A block of data:
§
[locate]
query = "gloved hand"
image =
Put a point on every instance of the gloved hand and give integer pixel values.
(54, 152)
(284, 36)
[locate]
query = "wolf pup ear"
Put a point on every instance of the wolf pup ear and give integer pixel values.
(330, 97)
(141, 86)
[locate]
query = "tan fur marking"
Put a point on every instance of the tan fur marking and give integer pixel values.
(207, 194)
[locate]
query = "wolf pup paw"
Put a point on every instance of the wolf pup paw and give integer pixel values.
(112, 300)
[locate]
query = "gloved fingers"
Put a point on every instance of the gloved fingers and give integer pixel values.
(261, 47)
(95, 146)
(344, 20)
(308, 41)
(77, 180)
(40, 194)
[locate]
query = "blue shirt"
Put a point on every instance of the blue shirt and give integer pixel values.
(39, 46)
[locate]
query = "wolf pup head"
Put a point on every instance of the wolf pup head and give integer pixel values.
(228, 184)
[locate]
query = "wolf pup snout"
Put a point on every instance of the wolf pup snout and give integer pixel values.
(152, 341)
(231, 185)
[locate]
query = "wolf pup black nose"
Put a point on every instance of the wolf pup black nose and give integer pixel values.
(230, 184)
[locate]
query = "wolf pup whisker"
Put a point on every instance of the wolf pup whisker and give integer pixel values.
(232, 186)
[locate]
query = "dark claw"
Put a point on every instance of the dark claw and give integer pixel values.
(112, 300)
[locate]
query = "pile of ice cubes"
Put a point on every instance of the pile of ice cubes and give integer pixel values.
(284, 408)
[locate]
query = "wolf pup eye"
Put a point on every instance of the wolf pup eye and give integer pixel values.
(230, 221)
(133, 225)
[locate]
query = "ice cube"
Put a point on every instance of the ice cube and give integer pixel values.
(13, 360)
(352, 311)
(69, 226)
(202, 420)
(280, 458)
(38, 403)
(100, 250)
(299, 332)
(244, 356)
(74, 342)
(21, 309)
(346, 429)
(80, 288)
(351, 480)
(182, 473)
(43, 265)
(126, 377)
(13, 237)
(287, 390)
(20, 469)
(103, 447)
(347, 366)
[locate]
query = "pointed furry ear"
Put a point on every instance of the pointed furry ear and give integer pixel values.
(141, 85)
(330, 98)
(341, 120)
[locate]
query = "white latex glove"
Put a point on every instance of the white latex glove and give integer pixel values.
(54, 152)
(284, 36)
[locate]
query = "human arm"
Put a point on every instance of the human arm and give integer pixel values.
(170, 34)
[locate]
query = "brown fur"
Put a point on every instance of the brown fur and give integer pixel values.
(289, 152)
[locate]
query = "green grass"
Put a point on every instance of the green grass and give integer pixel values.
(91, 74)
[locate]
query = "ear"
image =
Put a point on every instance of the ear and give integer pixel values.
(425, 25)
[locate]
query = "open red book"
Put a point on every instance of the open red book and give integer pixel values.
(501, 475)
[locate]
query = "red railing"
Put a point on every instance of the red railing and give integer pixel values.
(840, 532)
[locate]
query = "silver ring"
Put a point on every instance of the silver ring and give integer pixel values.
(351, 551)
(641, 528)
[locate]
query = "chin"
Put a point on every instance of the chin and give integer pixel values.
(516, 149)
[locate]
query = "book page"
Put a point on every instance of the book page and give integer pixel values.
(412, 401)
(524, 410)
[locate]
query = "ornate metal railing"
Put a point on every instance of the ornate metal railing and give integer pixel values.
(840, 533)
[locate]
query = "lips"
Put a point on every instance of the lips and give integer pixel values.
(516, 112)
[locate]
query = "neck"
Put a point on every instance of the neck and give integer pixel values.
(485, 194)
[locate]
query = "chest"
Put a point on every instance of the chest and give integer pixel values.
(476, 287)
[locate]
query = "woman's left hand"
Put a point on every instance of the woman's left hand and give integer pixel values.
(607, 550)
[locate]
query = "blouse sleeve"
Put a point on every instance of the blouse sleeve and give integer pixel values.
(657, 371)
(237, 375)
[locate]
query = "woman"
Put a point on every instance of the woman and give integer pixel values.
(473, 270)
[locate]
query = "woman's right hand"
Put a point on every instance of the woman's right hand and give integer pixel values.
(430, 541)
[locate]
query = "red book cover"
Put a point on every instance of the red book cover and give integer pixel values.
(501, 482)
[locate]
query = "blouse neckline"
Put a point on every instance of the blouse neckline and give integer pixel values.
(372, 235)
§
* DIRECTIONS: Return each line of the data exactly as written above.

* THE RESPONSE:
[locate]
query = "gloved hand"
image =
Put a point on every instance of the gloved hand and give integer pixel values.
(54, 152)
(284, 36)
[locate]
query = "wolf pup ear"
Put a point on every instance of the wolf pup ear and give integer pixel values.
(330, 97)
(141, 86)
[locate]
query = "tan fur marking"
Put a point on every instance of the tan fur marking and give integer pixel values.
(207, 194)
[locate]
query = "wolf pup paw"
Put a point on every instance of the wolf pup paw and give integer pixel values.
(112, 300)
[locate]
query = "gloved fingers"
Put a point on every instance of the gloved fingers and give integer pixel values.
(261, 47)
(95, 146)
(344, 20)
(308, 41)
(77, 180)
(40, 194)
[locate]
query = "blue shirt"
Put a point on every instance of the blue shirt and give integer pixel values.
(39, 46)
[locate]
query = "wolf pup head"
Put a point on every instance of the wolf pup head and give integer pixel values.
(228, 184)
[locate]
query = "wolf pup snout"
Put a point on every instance of the wolf pup snout and give integer pixel values.
(152, 341)
(231, 185)
[locate]
query = "wolf pup black nose"
Put a point on every instance of the wolf pup black nose and give integer pixel values.
(230, 184)
[locate]
query = "wolf pup whisker"
Put a point on every instance of the wolf pup whisker and give integer pixel values.
(232, 186)
[locate]
query = "dark claw"
Put a point on every instance of the dark claw and give integer pixel values.
(112, 300)
[locate]
query = "pile of ice cubes"
Put a point on every instance of the pile of ice cubes and give integer pixel values.
(284, 408)
[locate]
query = "wolf pup eye"
Put a point on every instance of the wolf pup eye and give integer pixel values.
(230, 221)
(133, 225)
[locate]
query = "ice cube"
Put a point on every instance of the ice cube and give integer pixel values.
(13, 360)
(352, 311)
(69, 226)
(202, 420)
(280, 458)
(38, 403)
(100, 250)
(299, 332)
(244, 356)
(74, 342)
(21, 309)
(346, 429)
(80, 288)
(351, 480)
(182, 473)
(43, 265)
(126, 377)
(13, 237)
(287, 390)
(20, 469)
(103, 447)
(347, 366)
[locate]
query = "pointed furry ear"
Put a point on every instance of the pointed furry ear and give integer pixel values.
(141, 85)
(330, 98)
(341, 120)
[locate]
query = "white latex glove"
Put a point on every instance of the white latex glove and give integer pixel values.
(54, 152)
(284, 36)
[locate]
query = "human arm"
Put a point on every instance of the human arm and give integer pixel values.
(170, 34)
[locate]
query = "brown fur"
Put a point on every instance of the brown fur and give integer pixel values.
(289, 152)
[locate]
query = "green grass"
Put a point on every instance of the green grass and give integer pixel values.
(91, 74)
[locate]
query = "ear"
image =
Put a point on every instance of the ear and give integer pixel values.
(425, 25)
[locate]
query = "open red book"
Put a point on every instance of the open red book and give integer pixel values.
(501, 475)
[locate]
query = "red railing"
Put a point on every instance of the red railing and give integer pixel values.
(840, 532)
[locate]
query = "silver ring"
Put a point on every instance of the silver ring and give integer pixel values.
(351, 551)
(641, 528)
[locate]
query = "chin"
Put a point on every instance of the chin and give integer pixel values.
(516, 149)
[locate]
query = "book page"
Put a point on every instance of the book page and give integer pixel values.
(412, 401)
(524, 410)
[locate]
query = "ornate metal railing"
Put a point on every instance of the ornate metal railing and give integer pixel values.
(840, 533)
[locate]
query = "lips"
Put a point on every instance of the lips and give integer pixel values.
(516, 112)
[locate]
query = "neck"
Put a point on every instance of the neck and give integer pixel values.
(485, 194)
[locate]
query = "chest"
Put a point on every instance of the chest and give integer pixel values.
(476, 287)
[locate]
query = "woman's left hand"
Put a point on every instance of the woman's left hand and give integer pixel values.
(607, 550)
[locate]
query = "blouse sleeve"
Put a point on every instance of the blouse sleeve and give integer pixel values.
(657, 371)
(237, 375)
[locate]
query = "woman"
Put a point on every instance of the woman and give integer pixel values.
(473, 270)
[locate]
query = "woman's right hand"
Put a point on every instance of the woman's right hand and give integer pixel values.
(430, 541)
[locate]
query = "red book cover"
Put a point on every instance of the red book cover and give integer pixel values.
(501, 482)
[locate]
query = "blouse neckline"
Put a point on every instance of the blouse neckline and give integer pixel values.
(372, 235)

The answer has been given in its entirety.